▶ _SET TASK 1_
From the Stimulus module page, list the names of all the firing rate patterns it offers for stimulus delivery.
▶ _SET TASK 2_
Answer these questions using the Stimulus module page:
(a) In what file format are all outputs produced?
(b) What value is given for psg_seed when the StimulusBuilder is initialized?
(c) What value is given for n_assemblies in the random assembly code?

▶ _PASSAGE TO READ_
Stimulus Module

Overview

The Stimulus module provides a unified interface for generating time-varying Poisson spike trains for BMTK networks. Create node assemblies (subsets of your network) using multiple strategies, then generate realistic stimulus patterns with precise temporal control.

Features

Assembly Creation: Group nodes using three methods:
Random: Randomly distribute nodes across assemblies
Grid: Group nodes by spatial location (x, y coordinates)
Property-based: Group nodes by any attribute (e.g., cell type, pulse_group_id)
Firing Rate Patterns: Six configurable temporal patterns for stimulus delivery:
'long': Contiguous bursts, one assembly active per cycle
'short': Sequential bursts delivered to each assembly within each cycle
'ramp': Linear firing rate increase/decrease with customizable slopes
'join': Gradual recruitment of neurons with substep control
'fade': Smooth fade transitions between paired assemblies
'loop': Cycling patterns with configurable on-times per cycle
Background Activity: Generate baseline and shell (population-specific) activity with optional lognormal/normal distributions
SONATA Format: All outputs are BMTK-compatible SONATA HDF5 files ready for simulation

Getting Started

Initialize the StimulusBuilder

from bmtool.stimulus.core import StimulusBuilder

# Load from BMTK config file
sb = StimulusBuilder(config='path/to/config.json', net_seed=123, psg_seed=1)

The StimulusBuilder loads your network configuration and is ready to create assemblies and generate stimuli.

Create Node Assemblies

Define groups of nodes using one of three methods:

Random Assembly:

sb.create_assemblies(
    name='random_groups',
    network_name='my_network',
    method='random',
    n_assemblies=5,
    prob_in_assembly=1.0
)

▶ _RECORDED DATA_
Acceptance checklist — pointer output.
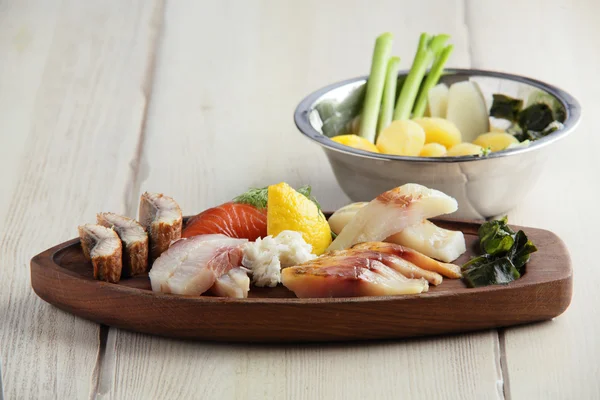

▶ _FULL SOLUTION 1_
'long', 'short', 'ramp', 'join', 'fade', 'loop'

▶ _FULL SOLUTION 2_
(a) BMTK-compatible SONATA HDF5 files
(b) 1
(c) 5